----- DATASET ROWS -----

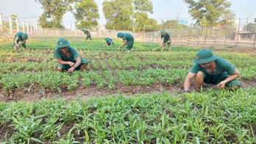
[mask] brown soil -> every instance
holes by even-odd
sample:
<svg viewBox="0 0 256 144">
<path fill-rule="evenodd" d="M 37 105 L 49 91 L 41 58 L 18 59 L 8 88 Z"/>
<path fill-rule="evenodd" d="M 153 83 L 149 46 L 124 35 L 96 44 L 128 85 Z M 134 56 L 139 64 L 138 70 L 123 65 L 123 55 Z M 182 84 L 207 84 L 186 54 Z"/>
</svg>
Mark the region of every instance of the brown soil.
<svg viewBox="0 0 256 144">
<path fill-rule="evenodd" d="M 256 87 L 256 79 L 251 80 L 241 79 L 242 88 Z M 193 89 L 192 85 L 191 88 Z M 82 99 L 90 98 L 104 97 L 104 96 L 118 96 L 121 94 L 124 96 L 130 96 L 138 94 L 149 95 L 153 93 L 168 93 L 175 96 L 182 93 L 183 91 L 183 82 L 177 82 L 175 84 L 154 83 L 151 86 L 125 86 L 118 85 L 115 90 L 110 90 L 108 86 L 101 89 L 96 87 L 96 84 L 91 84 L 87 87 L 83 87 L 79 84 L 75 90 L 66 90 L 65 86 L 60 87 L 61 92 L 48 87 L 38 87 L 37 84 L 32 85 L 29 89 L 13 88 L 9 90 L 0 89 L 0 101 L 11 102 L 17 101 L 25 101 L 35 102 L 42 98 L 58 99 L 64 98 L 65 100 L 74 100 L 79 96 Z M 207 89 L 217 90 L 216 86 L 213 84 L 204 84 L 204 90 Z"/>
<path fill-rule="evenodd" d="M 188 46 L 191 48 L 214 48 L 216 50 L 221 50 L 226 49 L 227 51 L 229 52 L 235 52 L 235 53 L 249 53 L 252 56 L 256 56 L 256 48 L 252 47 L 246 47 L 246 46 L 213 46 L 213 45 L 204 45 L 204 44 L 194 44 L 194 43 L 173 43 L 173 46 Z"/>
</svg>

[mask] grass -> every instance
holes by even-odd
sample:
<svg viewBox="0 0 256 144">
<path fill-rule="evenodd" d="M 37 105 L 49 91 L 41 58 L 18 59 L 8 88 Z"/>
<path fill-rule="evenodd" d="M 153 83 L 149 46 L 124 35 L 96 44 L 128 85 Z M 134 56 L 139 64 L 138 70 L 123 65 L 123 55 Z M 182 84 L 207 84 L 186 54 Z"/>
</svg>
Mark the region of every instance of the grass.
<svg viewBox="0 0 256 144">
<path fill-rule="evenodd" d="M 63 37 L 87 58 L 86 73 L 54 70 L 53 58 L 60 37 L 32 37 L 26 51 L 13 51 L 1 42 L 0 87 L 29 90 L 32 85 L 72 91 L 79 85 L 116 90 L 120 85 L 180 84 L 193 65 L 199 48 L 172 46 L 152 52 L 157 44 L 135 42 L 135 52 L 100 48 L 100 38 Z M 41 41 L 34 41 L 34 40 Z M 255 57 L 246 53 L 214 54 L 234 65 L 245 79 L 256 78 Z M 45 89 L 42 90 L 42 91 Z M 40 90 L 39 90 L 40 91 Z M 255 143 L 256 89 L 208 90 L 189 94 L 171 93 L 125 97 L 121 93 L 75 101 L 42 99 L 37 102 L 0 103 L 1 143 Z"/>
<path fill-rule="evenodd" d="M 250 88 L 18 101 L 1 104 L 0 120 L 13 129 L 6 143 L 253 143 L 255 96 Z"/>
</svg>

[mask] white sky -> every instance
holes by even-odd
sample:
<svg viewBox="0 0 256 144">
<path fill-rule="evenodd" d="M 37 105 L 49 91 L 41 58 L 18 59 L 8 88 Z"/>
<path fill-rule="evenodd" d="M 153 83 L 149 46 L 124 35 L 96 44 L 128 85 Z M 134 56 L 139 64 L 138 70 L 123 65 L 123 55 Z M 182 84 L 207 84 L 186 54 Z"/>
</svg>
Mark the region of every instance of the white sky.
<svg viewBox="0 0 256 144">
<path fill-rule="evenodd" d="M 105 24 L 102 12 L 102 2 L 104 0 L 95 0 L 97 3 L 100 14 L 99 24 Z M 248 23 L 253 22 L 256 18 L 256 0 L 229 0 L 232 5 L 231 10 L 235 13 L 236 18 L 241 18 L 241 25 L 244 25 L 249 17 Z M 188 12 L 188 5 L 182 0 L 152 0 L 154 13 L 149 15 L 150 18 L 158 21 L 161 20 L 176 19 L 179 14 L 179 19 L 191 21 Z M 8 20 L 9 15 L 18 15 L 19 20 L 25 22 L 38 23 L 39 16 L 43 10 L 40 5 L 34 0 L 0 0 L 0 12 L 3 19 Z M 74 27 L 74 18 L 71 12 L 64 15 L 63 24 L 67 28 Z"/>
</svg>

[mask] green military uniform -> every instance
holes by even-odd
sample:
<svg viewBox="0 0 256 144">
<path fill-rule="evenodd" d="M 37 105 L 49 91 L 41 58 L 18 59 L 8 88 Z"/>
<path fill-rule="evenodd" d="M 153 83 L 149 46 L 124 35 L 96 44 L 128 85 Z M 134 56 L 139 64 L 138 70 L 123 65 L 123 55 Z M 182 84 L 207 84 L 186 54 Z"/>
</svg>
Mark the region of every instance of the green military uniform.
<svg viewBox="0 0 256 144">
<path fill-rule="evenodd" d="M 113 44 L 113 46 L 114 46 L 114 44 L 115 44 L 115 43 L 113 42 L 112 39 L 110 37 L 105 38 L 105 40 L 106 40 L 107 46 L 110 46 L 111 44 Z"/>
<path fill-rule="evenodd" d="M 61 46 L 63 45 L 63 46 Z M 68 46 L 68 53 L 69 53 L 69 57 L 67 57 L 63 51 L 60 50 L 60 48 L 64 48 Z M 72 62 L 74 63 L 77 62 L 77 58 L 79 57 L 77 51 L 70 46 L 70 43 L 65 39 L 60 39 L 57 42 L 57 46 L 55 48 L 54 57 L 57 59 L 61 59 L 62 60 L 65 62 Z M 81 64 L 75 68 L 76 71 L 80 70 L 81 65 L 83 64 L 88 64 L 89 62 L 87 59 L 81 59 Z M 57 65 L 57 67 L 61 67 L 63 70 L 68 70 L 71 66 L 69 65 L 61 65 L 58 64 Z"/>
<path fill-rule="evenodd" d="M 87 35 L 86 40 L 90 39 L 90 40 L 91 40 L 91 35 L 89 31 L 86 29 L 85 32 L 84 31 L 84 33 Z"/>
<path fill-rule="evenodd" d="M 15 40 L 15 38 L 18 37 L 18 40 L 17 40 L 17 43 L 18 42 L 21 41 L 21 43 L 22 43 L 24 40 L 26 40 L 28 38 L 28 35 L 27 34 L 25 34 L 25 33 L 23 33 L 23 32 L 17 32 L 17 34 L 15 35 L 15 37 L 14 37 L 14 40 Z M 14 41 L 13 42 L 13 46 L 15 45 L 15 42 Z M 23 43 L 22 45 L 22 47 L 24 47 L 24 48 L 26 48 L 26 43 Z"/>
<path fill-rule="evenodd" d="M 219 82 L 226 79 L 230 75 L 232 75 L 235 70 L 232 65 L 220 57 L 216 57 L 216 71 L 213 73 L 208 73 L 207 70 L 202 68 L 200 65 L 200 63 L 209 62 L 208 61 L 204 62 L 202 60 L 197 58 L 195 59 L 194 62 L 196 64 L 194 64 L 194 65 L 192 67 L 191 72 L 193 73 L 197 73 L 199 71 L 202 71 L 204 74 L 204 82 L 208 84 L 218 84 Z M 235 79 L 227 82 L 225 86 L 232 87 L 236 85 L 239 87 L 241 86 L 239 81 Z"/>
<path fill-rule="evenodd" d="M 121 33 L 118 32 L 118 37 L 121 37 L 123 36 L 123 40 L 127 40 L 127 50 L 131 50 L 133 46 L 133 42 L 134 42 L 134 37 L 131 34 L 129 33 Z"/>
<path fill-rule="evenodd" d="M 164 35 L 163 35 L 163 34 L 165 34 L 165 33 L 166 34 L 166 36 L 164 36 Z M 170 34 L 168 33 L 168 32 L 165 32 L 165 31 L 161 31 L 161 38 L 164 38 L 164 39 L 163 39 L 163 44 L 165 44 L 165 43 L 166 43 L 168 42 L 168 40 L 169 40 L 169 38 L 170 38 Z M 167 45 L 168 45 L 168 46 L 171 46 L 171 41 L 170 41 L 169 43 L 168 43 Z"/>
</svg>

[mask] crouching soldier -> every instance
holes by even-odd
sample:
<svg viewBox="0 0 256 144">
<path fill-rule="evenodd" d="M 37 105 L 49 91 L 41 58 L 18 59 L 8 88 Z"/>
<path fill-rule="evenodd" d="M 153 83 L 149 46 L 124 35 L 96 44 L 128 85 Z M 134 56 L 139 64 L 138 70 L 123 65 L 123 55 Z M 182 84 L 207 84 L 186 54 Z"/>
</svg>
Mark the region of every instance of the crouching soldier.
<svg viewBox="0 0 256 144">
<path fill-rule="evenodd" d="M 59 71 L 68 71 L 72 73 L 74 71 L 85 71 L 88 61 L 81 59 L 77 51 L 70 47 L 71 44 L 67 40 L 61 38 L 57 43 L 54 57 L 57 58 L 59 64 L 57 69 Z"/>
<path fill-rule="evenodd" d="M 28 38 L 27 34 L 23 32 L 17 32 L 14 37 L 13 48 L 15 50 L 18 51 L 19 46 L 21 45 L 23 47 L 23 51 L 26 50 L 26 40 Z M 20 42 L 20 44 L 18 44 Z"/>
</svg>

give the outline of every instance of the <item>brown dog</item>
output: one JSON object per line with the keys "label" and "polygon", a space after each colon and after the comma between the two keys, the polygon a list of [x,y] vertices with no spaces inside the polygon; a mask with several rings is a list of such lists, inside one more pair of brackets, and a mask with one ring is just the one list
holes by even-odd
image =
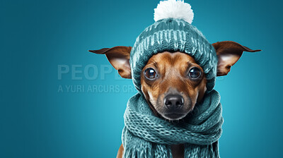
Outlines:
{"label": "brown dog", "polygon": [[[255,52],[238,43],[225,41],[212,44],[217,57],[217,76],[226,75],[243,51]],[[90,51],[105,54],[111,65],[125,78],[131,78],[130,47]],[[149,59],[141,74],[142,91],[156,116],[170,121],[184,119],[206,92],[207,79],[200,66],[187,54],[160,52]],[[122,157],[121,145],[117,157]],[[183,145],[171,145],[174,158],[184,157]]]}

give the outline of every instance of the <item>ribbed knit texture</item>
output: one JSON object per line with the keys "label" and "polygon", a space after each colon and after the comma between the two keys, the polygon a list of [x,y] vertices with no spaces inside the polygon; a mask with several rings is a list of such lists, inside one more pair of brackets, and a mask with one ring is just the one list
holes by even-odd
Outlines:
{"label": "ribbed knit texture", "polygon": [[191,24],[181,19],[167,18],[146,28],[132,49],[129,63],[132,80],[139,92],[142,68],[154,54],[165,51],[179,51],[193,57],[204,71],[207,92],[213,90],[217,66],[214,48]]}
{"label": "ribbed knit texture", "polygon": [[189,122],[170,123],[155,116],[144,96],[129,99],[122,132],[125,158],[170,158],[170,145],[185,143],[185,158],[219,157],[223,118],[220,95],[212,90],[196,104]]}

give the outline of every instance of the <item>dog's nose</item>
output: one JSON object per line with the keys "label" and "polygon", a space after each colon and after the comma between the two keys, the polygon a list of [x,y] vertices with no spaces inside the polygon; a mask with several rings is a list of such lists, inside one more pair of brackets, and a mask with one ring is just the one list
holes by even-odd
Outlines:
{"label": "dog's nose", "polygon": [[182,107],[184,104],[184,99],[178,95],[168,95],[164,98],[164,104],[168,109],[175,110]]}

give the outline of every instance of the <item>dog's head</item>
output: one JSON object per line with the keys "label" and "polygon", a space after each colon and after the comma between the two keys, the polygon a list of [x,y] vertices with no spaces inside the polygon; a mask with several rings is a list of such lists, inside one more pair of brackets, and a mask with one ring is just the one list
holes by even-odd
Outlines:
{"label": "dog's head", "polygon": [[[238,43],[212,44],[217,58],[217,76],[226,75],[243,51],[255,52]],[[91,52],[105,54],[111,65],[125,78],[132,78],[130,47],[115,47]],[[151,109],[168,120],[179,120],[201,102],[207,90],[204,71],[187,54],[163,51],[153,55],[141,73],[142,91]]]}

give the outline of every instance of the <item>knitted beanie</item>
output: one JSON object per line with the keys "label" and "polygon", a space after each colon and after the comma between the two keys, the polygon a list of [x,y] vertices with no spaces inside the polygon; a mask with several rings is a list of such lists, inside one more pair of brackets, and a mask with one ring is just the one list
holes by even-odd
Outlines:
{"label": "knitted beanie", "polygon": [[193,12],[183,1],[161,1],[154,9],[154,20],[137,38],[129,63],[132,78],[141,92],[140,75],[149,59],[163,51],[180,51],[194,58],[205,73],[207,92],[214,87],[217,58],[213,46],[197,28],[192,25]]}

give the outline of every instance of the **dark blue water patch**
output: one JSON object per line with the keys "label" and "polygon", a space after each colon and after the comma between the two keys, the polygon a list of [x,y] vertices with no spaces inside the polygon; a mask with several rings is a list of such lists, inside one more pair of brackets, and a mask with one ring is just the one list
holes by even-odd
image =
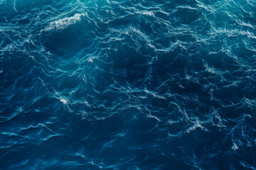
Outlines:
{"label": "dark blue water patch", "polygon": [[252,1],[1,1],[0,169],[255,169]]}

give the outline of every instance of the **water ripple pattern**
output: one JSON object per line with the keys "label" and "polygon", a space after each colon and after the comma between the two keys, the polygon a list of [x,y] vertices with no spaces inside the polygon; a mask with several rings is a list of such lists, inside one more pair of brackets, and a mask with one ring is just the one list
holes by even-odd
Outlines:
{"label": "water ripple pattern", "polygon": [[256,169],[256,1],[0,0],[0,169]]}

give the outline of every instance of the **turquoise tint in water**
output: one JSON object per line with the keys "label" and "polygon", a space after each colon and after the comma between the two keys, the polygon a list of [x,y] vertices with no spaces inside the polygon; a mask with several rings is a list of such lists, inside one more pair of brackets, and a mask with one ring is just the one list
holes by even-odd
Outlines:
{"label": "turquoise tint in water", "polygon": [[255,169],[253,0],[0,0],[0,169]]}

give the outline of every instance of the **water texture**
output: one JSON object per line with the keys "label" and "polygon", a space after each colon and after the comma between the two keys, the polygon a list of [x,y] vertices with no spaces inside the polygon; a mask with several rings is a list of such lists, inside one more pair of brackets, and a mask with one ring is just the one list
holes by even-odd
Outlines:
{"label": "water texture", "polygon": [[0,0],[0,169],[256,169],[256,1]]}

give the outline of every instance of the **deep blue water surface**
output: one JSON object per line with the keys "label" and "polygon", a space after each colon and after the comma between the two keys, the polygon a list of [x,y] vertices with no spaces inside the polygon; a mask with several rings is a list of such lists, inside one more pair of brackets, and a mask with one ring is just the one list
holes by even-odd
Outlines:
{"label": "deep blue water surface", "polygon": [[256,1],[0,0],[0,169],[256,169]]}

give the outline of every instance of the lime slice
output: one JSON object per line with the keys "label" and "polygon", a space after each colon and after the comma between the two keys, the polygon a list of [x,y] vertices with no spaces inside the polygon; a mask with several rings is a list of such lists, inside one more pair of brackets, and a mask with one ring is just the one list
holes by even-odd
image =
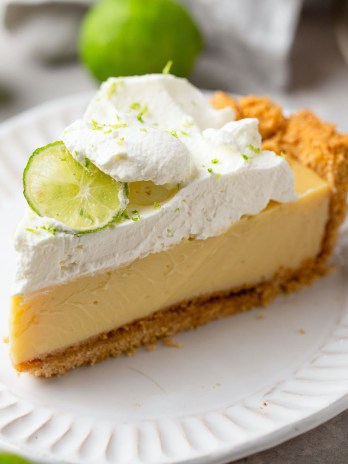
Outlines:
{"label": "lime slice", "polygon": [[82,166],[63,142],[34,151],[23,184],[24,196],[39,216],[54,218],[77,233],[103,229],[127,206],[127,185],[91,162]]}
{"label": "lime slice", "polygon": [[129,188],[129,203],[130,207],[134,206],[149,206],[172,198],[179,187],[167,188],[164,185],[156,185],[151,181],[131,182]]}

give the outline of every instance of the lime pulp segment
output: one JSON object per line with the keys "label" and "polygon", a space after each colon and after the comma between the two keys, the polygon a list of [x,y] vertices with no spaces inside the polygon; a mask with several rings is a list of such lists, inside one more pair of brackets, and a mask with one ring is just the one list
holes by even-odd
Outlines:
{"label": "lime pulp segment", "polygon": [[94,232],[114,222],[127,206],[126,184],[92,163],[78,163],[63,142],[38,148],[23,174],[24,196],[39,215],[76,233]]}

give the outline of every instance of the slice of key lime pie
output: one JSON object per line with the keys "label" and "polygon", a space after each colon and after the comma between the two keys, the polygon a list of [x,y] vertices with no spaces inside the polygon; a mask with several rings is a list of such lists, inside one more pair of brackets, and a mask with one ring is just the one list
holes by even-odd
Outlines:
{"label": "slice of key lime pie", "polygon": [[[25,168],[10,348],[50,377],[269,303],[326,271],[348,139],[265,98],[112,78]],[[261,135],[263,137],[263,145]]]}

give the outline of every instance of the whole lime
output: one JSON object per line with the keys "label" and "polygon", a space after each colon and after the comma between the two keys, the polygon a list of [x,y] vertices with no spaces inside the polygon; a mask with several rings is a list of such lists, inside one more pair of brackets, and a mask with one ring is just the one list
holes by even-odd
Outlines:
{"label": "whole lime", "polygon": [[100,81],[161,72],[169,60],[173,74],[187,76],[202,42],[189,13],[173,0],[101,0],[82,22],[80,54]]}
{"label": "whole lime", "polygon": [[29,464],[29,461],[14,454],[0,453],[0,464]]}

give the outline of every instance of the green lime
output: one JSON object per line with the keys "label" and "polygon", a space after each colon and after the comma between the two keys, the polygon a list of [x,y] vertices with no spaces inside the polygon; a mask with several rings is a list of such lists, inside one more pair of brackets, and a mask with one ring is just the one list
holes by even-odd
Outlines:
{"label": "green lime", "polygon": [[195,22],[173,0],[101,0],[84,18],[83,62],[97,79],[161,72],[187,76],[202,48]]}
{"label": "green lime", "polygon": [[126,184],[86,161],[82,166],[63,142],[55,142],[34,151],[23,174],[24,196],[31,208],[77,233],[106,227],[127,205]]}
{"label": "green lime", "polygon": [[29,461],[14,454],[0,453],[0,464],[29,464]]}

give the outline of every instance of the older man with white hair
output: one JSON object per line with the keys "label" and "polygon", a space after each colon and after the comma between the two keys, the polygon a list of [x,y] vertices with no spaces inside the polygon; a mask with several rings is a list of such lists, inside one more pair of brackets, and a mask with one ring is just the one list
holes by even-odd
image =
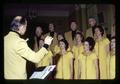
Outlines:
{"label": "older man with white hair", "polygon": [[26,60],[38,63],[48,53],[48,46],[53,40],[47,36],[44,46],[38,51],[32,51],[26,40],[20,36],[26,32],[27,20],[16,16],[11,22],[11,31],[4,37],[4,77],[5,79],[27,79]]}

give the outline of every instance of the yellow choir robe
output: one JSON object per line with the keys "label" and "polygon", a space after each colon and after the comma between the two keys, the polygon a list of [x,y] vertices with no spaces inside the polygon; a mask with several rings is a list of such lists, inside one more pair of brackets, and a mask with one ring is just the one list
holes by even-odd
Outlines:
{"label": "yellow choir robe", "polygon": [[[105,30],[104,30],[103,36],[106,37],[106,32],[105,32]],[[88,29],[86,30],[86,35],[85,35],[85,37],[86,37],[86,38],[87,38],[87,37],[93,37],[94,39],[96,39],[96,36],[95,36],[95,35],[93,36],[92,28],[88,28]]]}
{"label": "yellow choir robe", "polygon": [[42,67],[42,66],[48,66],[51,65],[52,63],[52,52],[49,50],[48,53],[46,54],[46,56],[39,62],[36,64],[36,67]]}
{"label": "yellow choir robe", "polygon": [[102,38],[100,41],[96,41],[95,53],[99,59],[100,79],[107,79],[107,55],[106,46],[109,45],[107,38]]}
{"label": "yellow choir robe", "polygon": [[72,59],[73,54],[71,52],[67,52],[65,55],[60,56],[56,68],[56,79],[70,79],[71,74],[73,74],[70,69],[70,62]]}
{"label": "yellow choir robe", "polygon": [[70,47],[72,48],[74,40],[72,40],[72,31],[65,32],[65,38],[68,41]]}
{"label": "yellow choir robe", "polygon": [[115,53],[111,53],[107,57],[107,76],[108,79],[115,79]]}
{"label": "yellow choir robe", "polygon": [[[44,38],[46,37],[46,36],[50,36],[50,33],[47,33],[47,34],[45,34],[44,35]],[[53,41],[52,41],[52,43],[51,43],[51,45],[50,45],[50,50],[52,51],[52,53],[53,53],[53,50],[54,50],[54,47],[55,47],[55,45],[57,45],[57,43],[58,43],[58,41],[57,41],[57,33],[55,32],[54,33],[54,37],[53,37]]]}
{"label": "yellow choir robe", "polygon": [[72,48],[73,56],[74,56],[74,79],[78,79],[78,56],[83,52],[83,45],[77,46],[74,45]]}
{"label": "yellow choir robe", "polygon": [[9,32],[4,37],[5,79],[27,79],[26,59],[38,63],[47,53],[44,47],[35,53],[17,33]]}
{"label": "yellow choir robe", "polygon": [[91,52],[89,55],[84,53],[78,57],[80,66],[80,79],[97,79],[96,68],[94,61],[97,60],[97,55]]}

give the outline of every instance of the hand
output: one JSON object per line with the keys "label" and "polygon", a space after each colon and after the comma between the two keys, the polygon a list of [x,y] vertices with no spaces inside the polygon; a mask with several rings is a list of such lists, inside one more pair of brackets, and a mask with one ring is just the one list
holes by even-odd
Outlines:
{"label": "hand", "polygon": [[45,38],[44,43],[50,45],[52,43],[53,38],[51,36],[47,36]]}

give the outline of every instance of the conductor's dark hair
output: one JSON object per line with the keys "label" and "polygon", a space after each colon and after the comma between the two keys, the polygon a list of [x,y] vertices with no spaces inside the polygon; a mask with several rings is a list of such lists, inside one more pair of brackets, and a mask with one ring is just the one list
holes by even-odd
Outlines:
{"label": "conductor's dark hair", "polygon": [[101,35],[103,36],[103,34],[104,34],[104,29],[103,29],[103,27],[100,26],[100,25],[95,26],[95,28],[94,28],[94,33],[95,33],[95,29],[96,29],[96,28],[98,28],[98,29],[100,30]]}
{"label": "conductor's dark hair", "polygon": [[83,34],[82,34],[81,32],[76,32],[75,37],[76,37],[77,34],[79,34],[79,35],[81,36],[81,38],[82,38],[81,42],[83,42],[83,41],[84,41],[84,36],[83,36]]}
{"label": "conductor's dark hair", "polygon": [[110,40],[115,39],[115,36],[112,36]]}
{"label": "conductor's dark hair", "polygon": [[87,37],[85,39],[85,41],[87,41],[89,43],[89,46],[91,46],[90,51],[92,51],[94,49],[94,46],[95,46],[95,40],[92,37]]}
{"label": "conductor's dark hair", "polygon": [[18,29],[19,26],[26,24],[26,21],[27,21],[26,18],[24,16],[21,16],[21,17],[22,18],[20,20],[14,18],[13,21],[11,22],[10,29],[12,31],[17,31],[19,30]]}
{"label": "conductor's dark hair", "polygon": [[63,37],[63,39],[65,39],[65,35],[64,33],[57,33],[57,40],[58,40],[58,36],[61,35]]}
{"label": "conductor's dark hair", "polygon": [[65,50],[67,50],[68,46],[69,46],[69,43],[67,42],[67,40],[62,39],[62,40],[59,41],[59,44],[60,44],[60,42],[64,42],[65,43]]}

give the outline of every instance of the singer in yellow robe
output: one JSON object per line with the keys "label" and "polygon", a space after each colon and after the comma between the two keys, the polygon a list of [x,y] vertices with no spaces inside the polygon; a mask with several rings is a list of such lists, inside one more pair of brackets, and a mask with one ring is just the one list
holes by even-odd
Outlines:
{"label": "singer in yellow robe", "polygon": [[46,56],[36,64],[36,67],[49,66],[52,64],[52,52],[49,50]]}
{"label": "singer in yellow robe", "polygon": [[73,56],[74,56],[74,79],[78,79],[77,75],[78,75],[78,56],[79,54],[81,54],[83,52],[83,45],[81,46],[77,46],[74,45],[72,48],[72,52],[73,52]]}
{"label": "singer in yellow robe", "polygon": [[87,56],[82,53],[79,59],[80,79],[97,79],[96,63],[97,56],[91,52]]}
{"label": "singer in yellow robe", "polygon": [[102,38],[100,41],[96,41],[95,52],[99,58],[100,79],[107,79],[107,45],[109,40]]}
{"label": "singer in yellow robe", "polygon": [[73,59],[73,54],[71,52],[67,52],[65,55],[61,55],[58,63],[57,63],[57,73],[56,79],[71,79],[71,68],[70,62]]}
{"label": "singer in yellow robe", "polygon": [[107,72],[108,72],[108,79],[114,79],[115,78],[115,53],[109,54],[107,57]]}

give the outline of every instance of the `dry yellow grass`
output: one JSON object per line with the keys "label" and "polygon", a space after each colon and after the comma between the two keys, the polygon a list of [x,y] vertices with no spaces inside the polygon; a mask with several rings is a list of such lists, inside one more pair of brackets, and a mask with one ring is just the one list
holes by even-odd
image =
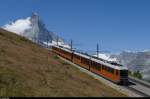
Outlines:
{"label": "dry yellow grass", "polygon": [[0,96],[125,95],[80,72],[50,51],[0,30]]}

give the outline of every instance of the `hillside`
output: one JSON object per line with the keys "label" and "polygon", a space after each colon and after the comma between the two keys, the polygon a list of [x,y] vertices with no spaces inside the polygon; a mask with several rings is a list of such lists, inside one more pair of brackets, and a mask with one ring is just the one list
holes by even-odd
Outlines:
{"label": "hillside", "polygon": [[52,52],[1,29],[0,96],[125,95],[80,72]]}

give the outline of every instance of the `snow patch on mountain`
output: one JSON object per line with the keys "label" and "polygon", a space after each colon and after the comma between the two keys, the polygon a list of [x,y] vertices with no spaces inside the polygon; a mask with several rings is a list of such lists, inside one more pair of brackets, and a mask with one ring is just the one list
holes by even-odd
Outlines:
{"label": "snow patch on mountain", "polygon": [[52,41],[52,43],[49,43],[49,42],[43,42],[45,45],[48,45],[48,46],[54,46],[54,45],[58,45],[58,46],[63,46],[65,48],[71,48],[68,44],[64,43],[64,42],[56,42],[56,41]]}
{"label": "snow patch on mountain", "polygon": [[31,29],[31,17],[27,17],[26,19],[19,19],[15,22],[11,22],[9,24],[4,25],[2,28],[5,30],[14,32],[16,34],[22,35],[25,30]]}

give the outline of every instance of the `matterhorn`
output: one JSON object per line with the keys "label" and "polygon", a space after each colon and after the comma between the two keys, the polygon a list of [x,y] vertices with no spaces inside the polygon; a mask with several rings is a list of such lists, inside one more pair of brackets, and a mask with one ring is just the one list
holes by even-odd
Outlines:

-----

■ **WHAT THE EXERCISE ASKS**:
Please report every line of the material that contains the string "ribbed".

■ **RESPONSE TO THIS TASK**:
give the outline of every instance of the <item>ribbed knit texture</item>
{"label": "ribbed knit texture", "polygon": [[191,24],[181,19],[167,18],[146,28],[132,49],[129,63],[132,80],[139,92],[142,68],[154,54],[165,51],[179,51],[193,57],[204,71],[207,92],[213,90],[217,66],[214,48]]}
{"label": "ribbed knit texture", "polygon": [[189,122],[170,123],[155,116],[144,96],[129,99],[122,132],[125,158],[170,158],[170,145],[185,143],[185,158],[219,157],[223,118],[220,95],[212,90],[196,104]]}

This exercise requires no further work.